• _Assignment_:
Each line from the one containing "Could you point to the alloy" through the end of the data is to be written out exactly, and nothing more.

• _Dataset entries_:
*** Block opens ***

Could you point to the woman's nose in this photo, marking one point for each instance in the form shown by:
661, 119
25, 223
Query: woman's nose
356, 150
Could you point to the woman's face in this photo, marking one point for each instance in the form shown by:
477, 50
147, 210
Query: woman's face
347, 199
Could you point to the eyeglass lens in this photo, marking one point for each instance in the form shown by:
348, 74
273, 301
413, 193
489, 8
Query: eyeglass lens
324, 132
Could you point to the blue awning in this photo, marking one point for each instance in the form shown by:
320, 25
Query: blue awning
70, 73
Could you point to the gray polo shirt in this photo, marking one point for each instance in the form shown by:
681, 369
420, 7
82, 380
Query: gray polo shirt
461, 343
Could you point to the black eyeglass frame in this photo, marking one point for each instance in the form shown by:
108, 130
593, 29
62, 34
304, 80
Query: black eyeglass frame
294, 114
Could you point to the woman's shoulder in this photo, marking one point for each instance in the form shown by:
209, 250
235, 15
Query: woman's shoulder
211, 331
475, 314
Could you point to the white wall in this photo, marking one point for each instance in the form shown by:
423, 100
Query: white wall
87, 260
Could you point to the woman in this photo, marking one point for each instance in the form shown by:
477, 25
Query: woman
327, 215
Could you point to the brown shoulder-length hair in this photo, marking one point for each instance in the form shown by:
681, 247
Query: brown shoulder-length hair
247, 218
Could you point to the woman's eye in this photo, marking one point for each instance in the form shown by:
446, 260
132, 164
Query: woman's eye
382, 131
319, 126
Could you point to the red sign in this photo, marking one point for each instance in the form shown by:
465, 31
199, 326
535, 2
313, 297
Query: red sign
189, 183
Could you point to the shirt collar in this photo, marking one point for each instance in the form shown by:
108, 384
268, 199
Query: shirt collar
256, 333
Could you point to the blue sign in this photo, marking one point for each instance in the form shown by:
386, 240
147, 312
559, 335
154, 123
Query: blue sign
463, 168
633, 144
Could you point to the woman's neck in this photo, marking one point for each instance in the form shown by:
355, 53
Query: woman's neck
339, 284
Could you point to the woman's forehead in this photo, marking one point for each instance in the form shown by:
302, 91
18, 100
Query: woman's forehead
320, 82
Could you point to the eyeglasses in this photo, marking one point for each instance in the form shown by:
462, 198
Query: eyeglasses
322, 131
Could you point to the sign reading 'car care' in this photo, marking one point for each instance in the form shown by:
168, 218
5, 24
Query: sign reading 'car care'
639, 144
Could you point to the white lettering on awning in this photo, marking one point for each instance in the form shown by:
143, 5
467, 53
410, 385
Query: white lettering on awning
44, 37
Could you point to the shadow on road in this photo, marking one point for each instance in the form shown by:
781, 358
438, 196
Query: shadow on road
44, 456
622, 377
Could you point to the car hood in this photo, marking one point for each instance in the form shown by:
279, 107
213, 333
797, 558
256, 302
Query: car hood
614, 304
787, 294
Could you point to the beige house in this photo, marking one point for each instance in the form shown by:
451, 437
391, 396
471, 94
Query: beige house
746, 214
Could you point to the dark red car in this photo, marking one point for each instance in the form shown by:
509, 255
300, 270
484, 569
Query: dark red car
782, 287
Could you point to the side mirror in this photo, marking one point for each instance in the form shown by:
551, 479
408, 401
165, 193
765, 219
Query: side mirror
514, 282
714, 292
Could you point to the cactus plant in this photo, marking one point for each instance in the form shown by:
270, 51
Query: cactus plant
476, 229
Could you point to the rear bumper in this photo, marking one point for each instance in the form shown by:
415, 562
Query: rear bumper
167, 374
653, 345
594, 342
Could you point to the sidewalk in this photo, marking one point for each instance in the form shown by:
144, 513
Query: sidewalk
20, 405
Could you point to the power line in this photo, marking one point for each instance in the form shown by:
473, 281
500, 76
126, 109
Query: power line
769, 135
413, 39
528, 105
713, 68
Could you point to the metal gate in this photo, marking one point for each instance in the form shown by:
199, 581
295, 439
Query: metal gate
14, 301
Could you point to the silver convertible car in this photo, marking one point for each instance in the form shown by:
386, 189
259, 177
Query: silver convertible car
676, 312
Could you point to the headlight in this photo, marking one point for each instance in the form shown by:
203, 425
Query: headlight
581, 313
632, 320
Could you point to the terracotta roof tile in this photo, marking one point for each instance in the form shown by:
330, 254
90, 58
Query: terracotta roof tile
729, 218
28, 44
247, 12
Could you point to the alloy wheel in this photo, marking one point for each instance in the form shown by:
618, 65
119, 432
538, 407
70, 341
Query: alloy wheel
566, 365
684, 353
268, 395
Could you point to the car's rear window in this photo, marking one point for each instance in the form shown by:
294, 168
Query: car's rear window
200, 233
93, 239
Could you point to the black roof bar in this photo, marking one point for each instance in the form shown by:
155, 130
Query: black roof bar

*** Block closes ***

• _Exercise output_:
Could you point to the alloy wheel in this photo, marking one point for each instance in the form shown by:
618, 65
119, 432
538, 407
70, 341
Query: alloy wheel
566, 365
684, 353
268, 395
Could you point to the car's rear window in this photo, marking one point for each instance in the form shown by:
294, 168
Query: car's rear window
200, 233
93, 239
Could you point to the black roof bar in this photo, marking one point for each instance in the form shown by:
155, 130
Query: black roof bar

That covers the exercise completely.